Un altro “amico di merende” del gioco d’azzardo è lo shopping compulsivo on-line.
E’ caratterizzato da un impulso irresistibile, da un bisogno incontrollabile a comprare qualcosa; tale tensione crescente si allevierà solamente con l’atto del comprare. Tale modalità ci fa capire come lo shopping si basi su una struttura percettiva/reattiva ossessiva-compulsiva. I pazienti descrivono lo shopping come piacevole e divertente nella fase iniziale, mentre alla fine delle compere lascia il senso di imbarazzo, vergogna e colpa.
Il piacere iniziale dell’acquisto conduce la persona nell’incapacità di poterne fare a meno; serve solo una carta da credito e una varietà di prodotti allettanti da ordinare, e il gioco è fatto. Non è importante quello che si acquista, ma l’atto stesso dell’acquisto, il piacere-compulsivo. Quando il proprio conto corrente è stato prosciugato, o quando non si può più sostenere economicamente il quotidiano ricorso alla compulsione, allora se ne parla in famiglia e si comincia a pensare a come poterne uscire con l’aiuto di qualcuno. Dapprima gli stessi familiari si faranno promettere che mai più cascherà nel “vizietto; in seguito, si arrabbieranno nel constatare il mancato rispetto di quanto promesso. Le liti tra marito e moglie o tra gli stessi parenti diventeranno ingestibili e disarmanti. Il venirne fuori dalla dipendenza è possibile puntando non sul semplice sforzo di volontà, ma sullo stesso piacere dello shopping, rompendone la sequenza e la spontaneità.
Il lettore sappia che si può uscire da tale prigionia in tempi brevi e senza continue ricadute nella compulsione.
Alessandro era abituato da anni a navigare su internet. Fin da quando aveva quindici anni trascorreva più di otto ore al giorno al computer o in compagnia dei videogiochi. Entrò nel mio studio tutto compunto, come un cane bastonato; voleva essere aiutato a liberarsi da tale dipendenza.

(Voci del dataset)
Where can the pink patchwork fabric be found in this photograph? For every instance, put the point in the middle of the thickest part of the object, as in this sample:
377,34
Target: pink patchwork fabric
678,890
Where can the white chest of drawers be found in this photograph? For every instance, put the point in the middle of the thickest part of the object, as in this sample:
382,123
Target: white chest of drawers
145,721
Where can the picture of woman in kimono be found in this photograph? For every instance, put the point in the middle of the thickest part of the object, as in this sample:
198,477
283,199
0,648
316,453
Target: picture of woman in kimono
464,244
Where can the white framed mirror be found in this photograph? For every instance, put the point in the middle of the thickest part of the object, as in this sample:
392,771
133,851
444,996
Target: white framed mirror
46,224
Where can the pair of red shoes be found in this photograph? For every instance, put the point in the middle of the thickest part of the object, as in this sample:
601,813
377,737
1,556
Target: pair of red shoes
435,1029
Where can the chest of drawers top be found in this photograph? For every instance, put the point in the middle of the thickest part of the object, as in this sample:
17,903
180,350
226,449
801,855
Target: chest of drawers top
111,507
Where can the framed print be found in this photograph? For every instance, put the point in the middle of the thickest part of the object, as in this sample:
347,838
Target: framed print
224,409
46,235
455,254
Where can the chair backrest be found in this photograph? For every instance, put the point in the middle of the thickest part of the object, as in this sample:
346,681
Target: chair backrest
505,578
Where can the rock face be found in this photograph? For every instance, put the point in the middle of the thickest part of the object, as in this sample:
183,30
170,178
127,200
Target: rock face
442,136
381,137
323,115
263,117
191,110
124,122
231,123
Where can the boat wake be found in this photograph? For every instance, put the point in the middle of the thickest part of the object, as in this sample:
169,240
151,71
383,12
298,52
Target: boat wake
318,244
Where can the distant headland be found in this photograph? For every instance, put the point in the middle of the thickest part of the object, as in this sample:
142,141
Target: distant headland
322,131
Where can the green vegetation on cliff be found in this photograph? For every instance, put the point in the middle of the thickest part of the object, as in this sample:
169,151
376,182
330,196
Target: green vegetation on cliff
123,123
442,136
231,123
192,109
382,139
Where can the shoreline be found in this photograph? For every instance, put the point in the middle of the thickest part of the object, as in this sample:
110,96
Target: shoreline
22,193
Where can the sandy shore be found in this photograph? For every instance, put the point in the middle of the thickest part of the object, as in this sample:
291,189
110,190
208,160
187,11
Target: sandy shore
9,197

**Attività da svolgere**
a) Secondo il brano sullo shopping compulsivo, che cosa lascia lo shopping nei pazienti alla fine delle compere?
b) Riprendi il brano sullo shopping compulsivo e proseguilo dopo la sua ultima frase.

**Risposte**
a) Un senso di imbarazzo, vergogna e colpa.

b)
La cosa più grave era che Alessandro aveva iniziato a visitare svariati siti dove si potevano comprare on line oggetti tecnologici sempre più moderni e sofisticati. Non gli bastava avere un cellulare di ultima generazione, ma ne cercava sempre uno migliore e costoso; non si accontentava di avere una videoteca da fare invidia alla RAI, ma era sempre in navigazione anche su siti stranieri per leggere e aggiornarsi sulle anticipazioni di mercato. La conseguenza di tutto ciò era che a fine mese consumava tutto lo stipendio e dopo dieci anni di lavoro dipendente sul suo conto non aveva neanche cento euro. La compagna di vita lo rassicurava dicendogli che i soldi erano suoi e che ne poteva fare l’uso che ne voleva. Tale bonario attestato di affetto, però, non soddisfaceva l’autostima di Alessandro, né riusciva a spegnere i sensi di colpa che albergavano dentro la sua mente. Comprare on line, aggiornarsi su materiale tecnologico non era una scelta; era diventata una prigione dalla quale Alessandro non ne sapeva uscire. Egli ebbe il coraggio di mettersi in gioco, di aprirsi in terapia ed evitare così di affondare nei debiti o di rovinare la sua ed altrui esistenza.
Parecchie persone, invece, si lasciano trascinare stancamente da tale dipendenza a tal punto da nascondere il problema, a rendere il clima familiare un inferno e a portare sul lastrico i propri cari.